§ **Set of tasks**:
#1 Reproduce a passage from the mailing-list thread: begin at the words "On Mon, Jul 29, 2019 at 8:02" and stop after the words "going to work.".
#2 Answer these questions using the mailing-list thread.
(a) What date appears on the reply's Date line?
(b) What reason is given for resending the message?
(c) What kind of work would make it reasonable for a GPU to vote for the lowest bandwidth at any GPU frequency?

§ **Document**:
Re: [PATCH v3 0/6] Introduce Bandwidth OPPs for interconnect paths

From: Saravana Kannan <saravanak@google.com>
To: Viresh Kumar <viresh.kumar@linaro.org>
Cc: Georgi Djakov <georgi.djakov@linaro.org>,
	Rob Herring <robh+dt@kernel.org>,
	Mark Rutland <mark.rutland@arm.com>,
	Viresh Kumar <vireshk@kernel.org>, Nishanth Menon <nm@ti.com>,
	Stephen Boyd <sboyd@kernel.org>,
	"Rafael J. Wysocki" <rjw@rjwysocki.net>,
	Vincent Guittot <vincent.guittot@linaro.org>,
	"Sweeney, Sean" <seansw@qti.qualcomm.com>,
	David Dai <daidavid1@codeaurora.org>,
	Rajendra Nayak <rnayak@codeaurora.org>,
	Sibi Sankar <sibis@codeaurora.org>,
	Bjorn Andersson <bjorn.andersson@linaro.org>,
	Evan Green <evgreen@chromium.org>,
	Android Kernel Team <kernel-team@android.com>,
	Linux PM <linux-pm@vger.kernel.org>,
	"open list:OPEN FIRMWARE AND FLATTENED DEVICE TREE BINDINGS" 
	<devicetree@vger.kernel.org>, LKML <linux-kernel@vger.kernel.org>
Subject: Re: [PATCH v3 0/6] Introduce Bandwidth OPPs for interconnect paths
Date: Sat, 3 Aug 2019 00:36:40 -0700	[thread overview]
Message-ID: <CAGETcx-Hp0CVH8SUyW=HtYPbvfqk-SetHecK8Gg4=n2rFGLOAw@mail.gmail.com> (raw)
In-Reply-To: <20190730030157.aml7z6vfsiqgyief@vireshk-i7>

Resending due to HTML.

On Mon, Jul 29, 2019 at 8:02 PM Viresh Kumar <viresh.kumar@linaro.org> wrote:
>
> On 29-07-19, 13:12, Saravana Kannan wrote:
> > On Mon, Jul 29, 2019 at 2:24 AM Viresh Kumar <viresh.kumar@linaro.org> wrote:
> > >
> > > On 18-07-19, 21:12, Saravana Kannan wrote:
> > > > On Wed, Jul 17, 2019 at 10:37 PM Viresh Kumar <viresh.kumar@linaro.org> wrote:
> > > > > I would like
> > > > > to put this data in the GPU OPP table only. What about putting a
> > > > > range in the GPU OPP table for the Bandwidth if it can change so much
> > > > > for the same frequency.
> > > >
> > > > I don't think the range is going to work.
> > >
> > > Any specific reason for that ?
> >
> > The next sentence was literally explaining this :) Fine to debate
> > that, but ignoring that and asking this question is kinda funny.
>
> Okay, but ...
>
> > > > If a GPU is doing purely
> > > > computational work, it's not unreasonable for it to vote for the
> > > > lowest bandwidth for any GPU frequency.
>
> ... it wasn't clear to me even after reading this sentence again now
> :)

§ **Material shown**:
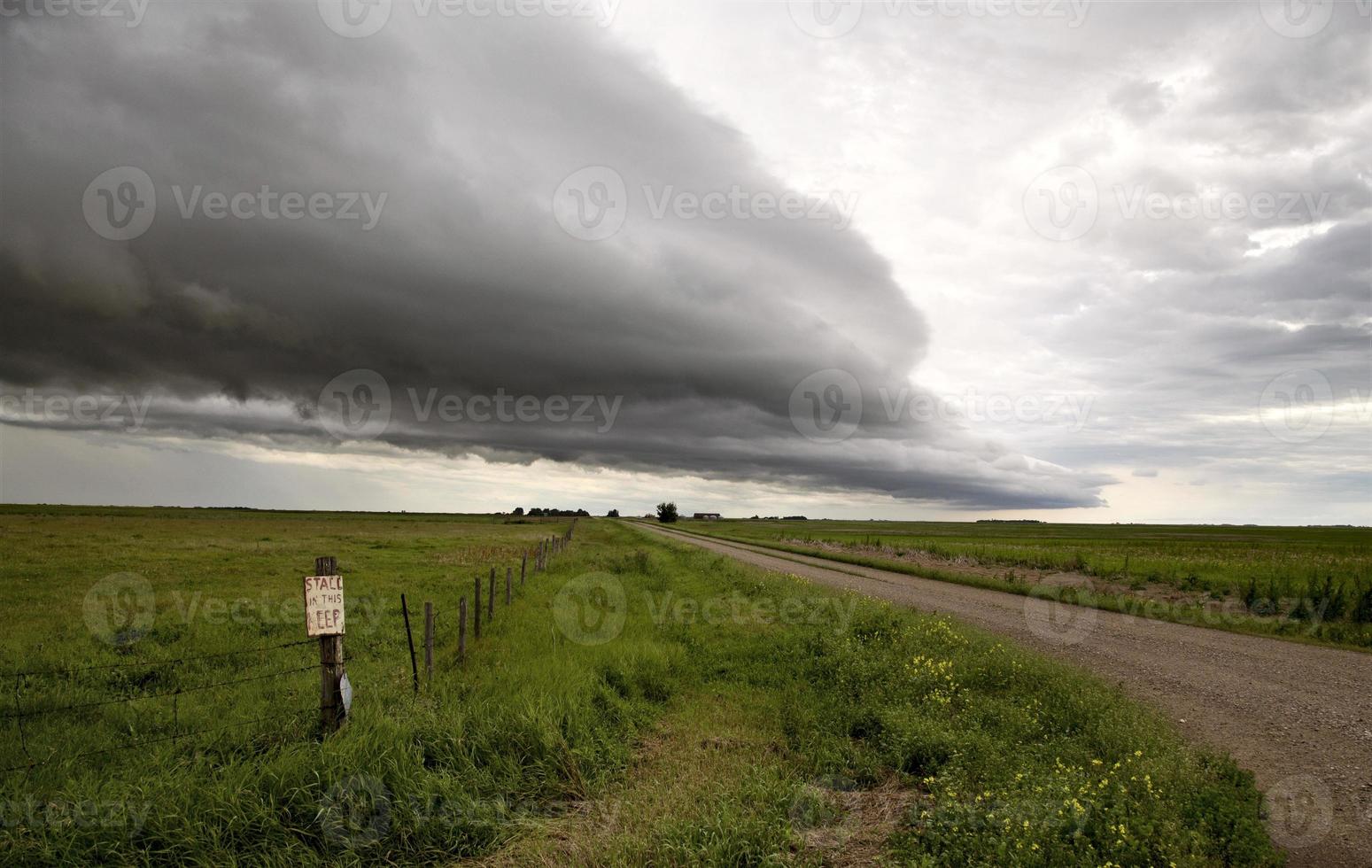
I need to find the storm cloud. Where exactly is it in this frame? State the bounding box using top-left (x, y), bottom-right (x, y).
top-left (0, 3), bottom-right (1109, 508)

==

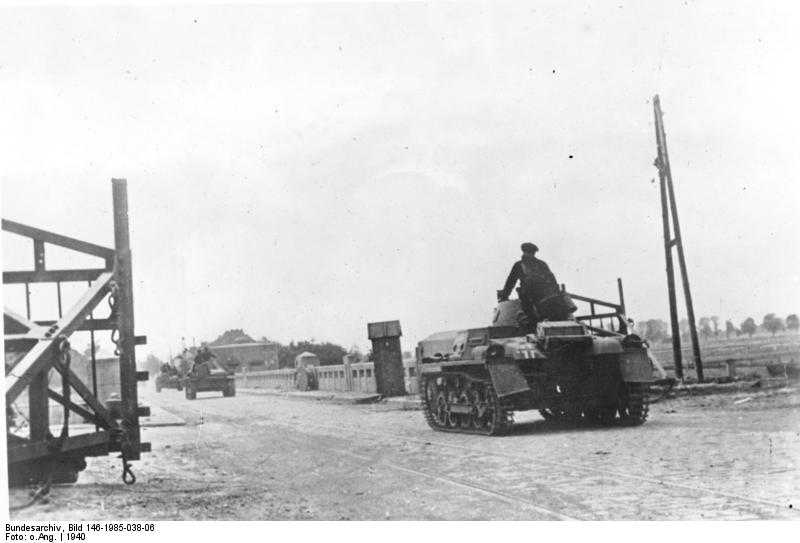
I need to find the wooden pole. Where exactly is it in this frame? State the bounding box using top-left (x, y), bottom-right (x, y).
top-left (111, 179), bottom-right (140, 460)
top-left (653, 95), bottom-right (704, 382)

==

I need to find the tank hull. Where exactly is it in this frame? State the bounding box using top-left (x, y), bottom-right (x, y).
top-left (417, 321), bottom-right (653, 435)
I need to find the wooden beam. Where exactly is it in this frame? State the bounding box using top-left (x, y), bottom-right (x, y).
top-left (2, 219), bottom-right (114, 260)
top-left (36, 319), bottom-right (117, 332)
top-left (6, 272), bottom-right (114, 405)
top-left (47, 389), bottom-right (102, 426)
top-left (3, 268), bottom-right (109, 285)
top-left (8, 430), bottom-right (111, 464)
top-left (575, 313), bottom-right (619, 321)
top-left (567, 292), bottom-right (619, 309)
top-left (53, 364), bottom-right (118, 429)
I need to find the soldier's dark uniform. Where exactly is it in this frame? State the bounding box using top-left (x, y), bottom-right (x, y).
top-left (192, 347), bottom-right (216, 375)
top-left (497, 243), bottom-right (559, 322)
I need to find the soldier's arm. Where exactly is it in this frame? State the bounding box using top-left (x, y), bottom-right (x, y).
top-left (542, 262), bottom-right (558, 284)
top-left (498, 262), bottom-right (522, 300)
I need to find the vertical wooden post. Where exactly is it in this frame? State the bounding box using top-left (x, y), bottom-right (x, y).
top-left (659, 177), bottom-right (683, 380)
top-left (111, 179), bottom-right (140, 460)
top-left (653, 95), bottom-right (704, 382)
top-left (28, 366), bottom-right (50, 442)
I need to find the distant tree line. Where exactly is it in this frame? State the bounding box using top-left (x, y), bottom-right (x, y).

§ **The answers**:
#1
On Mon, Jul 29, 2019 at 8:02 PM Viresh Kumar <viresh.kumar@linaro.org> wrote:
>
> On 29-07-19, 13:12, Saravana Kannan wrote:
> > On Mon, Jul 29, 2019 at 2:24 AM Viresh Kumar <viresh.kumar@linaro.org> wrote:
> > >
> > > On 18-07-19, 21:12, Saravana Kannan wrote:
> > > > On Wed, Jul 17, 2019 at 10:37 PM Viresh Kumar <viresh.kumar@linaro.org> wrote:
> > > > > I would like
> > > > > to put this data in the GPU OPP table only. What about putting a
> > > > > range in the GPU OPP table for the Bandwidth if it can change so much
> > > > > for the same frequency.
> > > >
> > > > I don't think the range is going to work.

#2
(a) Sat, 3 Aug 2019
(b) The message is resent because of HTML.
(c) Purely computational work